Упоминания о «Халявском» встречаются в последующих письмах неоднократно, но они не очень значимы и подтверждают главным образом тот факт, что писатель помнил о нем постоянно. Можно напомнить фразу из письма от 26 октября 1840 г., содержащую просьбу не подвергать роман взыскательной критике: «Попадется на зубки Ваши – пощадите его, сердечушку!»[113]

Роман начинается словами: «Тьфу ты, пропасть, как я посмотрю! – Не наудивляешься, право, как свет изменяется!.. Да во всем, и в просвещении, и в обхождении, и во вкусе, и в политике, так что не успеешь приглядеться к чему-нибудь, смотри – уже опять новое». Первая фраза с небольшим изменением повторяется и в самом конце, так что эта мысль словно окаймляет роман, приобретая в нем некую стержневую роль.

Вовсе немудреная, можно сказать, самоочевидная истина: все вокруг меняется – становится лейтмотивом всех рассуждений повествователя, он вкладывает ее в наше сознание неторопливо, многообразно и основательно. Сначала совсем пустяк: соседка перекрасила дом, был обмазан желтой глиной, стал белый, как бумага. Потом погоня за просвещением, об этом в дальнейшем предстоят серьезные разговоры. Но пока речь, оказывается, не о просвещении, а об освещении: дяденька Фома Лукич не любил темноты: и дом затеял о двадцати окнах, и на количестве свечей экономить не любил. Перемены в «образовании» сводятся к тому, что «образ и подобие» у нынешних панычей не те, что были у их отцов. Изменились прически – изменилось образование. И «политика» выражается в том, как стали подходить к ручкам барышень: «политика того требует, а теперь и политика изменилася!»
....
*Ваше задание:* Как перевести на английский это предложение из текста о романе «Халявский»: «Первая фраза с небольшим изменением повторяется и в самом конце, так что эта мысль словно окаймляет роман, приобретая в нем некую стержневую роль.»?

*Показанные данные:*
....
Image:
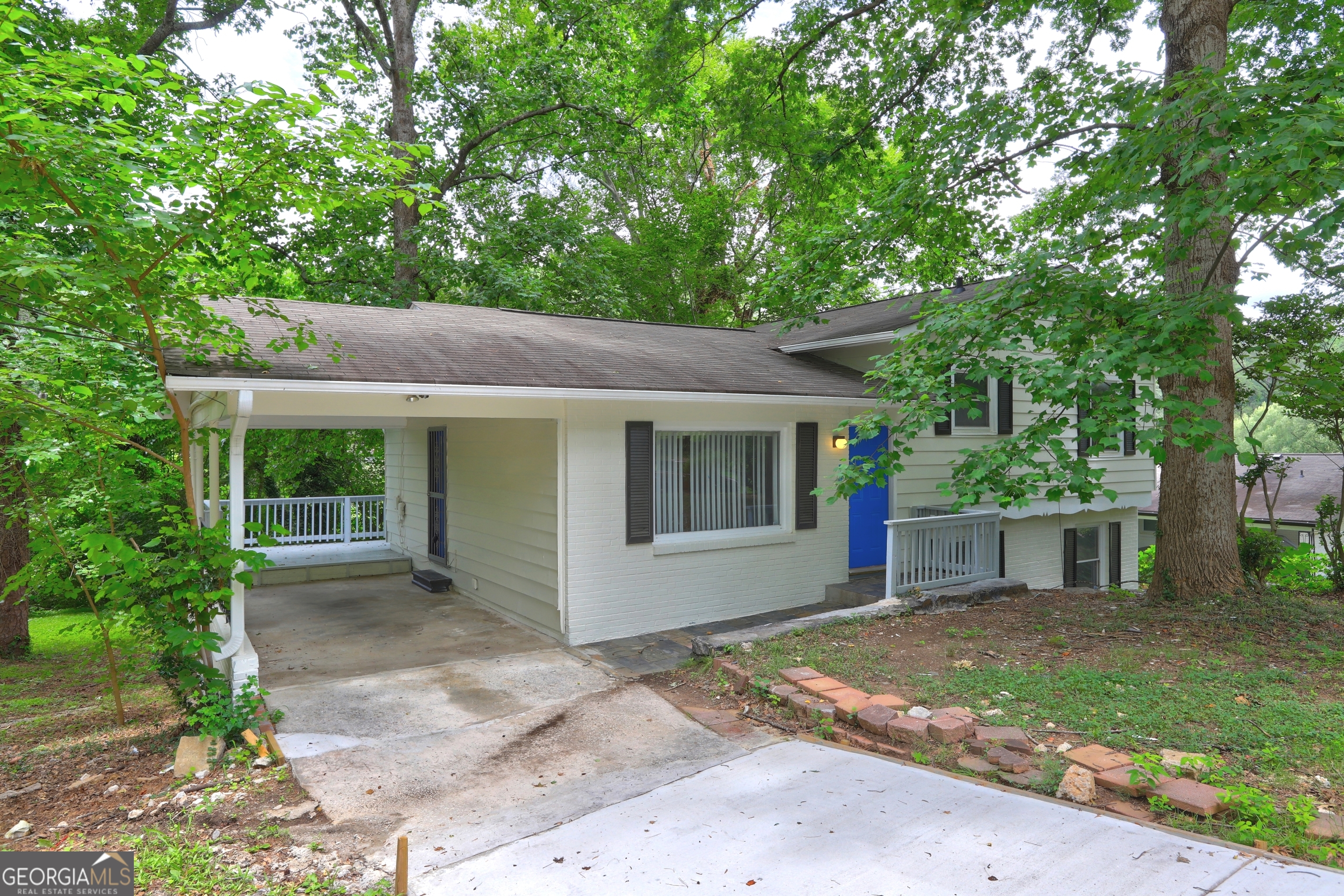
....
*Ответ к заданию:* The first phrase is repeated, slightly altered, at the very end as well, so that this idea seems to frame the novel, taking on a kind of pivotal role in it.